** TEXT EXCERPT follows **

Economists expect gross domestic product (GDP) growth in the first quarter to slow down sharply from 8.2 percent a year ago as elevated inflation and higher interest rates reined in consumer spending and capital formation.

Alvin Ang, chair of the Department of Economics at the Ateneo de Manila University, said GDP expansion in the first quarter likely settled at 7.4 percent.

'Our estimate is 7.4 percent for the first quarter led by services, growing close to 10 percent particularly transport and accommodation,' Ang said.

China Bank chief economist Domini Velasquez said GDP likely grew by 6.8 percent from January to March, also slower than the 7.1-percent growth in the fourth quarter last year.

'Agriculture probably held up in the first quarter, driven by palay and corn production, as the weather was favorable during the quarter. However, challenges such as the African swine fever and some bird flu outbreaks mitigated the growth of livestock and poultry,' Velasquez said.

She noted that the manufacturing sector continued to expand albeit in a more moderate pace, while construction was likely hampered by high construction costs and slow rollout of the government's infrastructure program.

'Of the major sectors, services likely outperformed, helped by the remaining pent-up demand momentum,' she said.

** End of TEXT EXCERPT **
** STUDY MATERIAL follows **

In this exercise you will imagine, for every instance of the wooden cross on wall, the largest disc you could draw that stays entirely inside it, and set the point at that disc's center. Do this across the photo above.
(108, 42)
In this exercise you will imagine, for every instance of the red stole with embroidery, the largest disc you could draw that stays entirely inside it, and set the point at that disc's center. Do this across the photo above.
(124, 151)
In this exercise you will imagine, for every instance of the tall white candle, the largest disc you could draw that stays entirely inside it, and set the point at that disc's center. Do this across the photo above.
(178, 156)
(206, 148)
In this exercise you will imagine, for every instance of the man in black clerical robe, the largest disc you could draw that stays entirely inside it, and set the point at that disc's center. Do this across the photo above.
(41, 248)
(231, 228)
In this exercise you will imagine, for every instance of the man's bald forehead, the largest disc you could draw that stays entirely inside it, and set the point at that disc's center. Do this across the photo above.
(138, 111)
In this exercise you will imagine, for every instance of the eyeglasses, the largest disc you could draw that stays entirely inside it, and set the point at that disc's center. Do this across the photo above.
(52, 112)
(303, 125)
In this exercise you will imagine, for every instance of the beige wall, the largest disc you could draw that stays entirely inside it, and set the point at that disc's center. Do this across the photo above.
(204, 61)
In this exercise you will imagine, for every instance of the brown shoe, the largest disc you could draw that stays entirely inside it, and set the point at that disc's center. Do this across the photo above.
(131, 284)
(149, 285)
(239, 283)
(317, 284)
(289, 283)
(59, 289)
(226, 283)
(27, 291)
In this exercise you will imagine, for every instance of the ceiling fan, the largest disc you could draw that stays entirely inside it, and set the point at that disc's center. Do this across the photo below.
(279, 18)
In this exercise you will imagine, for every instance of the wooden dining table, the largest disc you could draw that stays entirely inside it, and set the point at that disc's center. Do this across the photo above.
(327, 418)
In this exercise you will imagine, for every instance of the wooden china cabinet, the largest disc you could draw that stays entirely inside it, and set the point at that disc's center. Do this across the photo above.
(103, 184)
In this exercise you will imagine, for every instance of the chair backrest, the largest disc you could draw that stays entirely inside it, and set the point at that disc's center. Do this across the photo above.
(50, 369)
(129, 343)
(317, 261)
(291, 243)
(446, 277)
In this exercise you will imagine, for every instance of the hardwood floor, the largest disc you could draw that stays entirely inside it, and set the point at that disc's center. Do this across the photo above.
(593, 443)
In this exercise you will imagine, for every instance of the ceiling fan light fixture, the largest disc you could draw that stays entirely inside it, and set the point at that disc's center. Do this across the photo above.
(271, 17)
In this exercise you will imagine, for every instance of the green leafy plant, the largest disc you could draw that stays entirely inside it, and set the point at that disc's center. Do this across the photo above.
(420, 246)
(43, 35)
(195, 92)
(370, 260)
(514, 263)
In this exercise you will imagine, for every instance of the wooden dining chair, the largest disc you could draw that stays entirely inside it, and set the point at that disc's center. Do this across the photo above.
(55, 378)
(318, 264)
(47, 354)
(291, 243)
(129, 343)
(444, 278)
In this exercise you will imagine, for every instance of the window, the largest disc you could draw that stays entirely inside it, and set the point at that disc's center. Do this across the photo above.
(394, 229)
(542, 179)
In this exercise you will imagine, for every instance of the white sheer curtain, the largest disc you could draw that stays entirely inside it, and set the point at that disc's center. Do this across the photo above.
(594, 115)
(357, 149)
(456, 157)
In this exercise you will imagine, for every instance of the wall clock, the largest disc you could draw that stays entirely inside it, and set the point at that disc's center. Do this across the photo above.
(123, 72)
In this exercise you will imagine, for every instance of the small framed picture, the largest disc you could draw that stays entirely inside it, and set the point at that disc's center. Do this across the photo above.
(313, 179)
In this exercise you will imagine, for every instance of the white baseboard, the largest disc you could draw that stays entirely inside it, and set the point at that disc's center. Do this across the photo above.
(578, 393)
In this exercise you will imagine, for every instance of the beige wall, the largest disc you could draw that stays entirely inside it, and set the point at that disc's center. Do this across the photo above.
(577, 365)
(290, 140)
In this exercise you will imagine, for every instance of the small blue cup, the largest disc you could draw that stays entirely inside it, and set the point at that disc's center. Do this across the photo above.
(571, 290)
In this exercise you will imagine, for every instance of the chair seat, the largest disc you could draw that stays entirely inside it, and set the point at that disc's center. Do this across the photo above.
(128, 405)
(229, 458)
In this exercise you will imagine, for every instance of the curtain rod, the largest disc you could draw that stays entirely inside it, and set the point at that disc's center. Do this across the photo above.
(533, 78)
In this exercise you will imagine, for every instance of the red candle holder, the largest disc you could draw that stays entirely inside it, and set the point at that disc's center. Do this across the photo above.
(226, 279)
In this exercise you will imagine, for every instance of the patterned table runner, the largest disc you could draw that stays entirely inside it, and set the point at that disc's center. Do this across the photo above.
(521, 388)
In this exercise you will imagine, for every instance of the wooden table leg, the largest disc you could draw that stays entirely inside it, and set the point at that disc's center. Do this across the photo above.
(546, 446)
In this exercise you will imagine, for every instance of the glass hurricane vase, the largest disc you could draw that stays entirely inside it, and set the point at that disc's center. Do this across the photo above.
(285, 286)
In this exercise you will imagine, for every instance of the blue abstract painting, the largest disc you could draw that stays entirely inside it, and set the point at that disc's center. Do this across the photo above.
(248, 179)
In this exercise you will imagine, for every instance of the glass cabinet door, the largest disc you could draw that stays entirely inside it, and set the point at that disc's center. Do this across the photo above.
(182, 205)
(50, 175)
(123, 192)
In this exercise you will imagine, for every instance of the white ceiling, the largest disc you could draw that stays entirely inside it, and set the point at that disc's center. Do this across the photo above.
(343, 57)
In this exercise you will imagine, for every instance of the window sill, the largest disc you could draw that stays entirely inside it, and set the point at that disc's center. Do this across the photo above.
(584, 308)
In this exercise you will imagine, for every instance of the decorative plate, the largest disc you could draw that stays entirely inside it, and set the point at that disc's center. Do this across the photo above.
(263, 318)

** End of STUDY MATERIAL **

TASKS FOR THIS EXERCISE >>
(a) Answer these questions using the text on first-quarter GDP forecasts:
(i) What first-quarter growth rate does Alvin Ang estimate?
(ii) What first-quarter growth rate does Domini Velasquez estimate?
(iii) According to Velasquez, what two factors likely hampered construction?
(b) Proceed with the text on first-quarter GDP forecasts, picking up after its final sentence.

ANSWERS IN ORDER >>
(a)
(i) 7.4 percent
(ii) 6.8 percent
(iii) High construction costs and the slow rollout of the government's infrastructure program

(b)
According to Velasquez, household consumption likely moderated as persistently high inflation cut down Filipinos' disposable income and government spending remained muted due to fiscal consolidation efforts and the devolution of some services to the local government units with the implementation of the Mandanas ruling.

She said the Bangko Sentral ng Pilipinas (BSP) has raised key policy rates by 425 basis points since May last year to tame inflation and stabilize the peso.

'Moving forward, we expect GDP in the coming quarters to print lower without the momentum from the pandemic reopening. Moreover, we will likely see high inflation and interest rates take a bite on economic activities. Starting this May, we will feel the full effect of the start of BSP's monetary tightening cycle the previous year,' Velasquez said.

UnionBank chief economist Ruben Carlo Asuncion and ING Bank lead economist Nicholas Mapa both said GDP grew at a slower rate of 6.5 percent in the first quarter.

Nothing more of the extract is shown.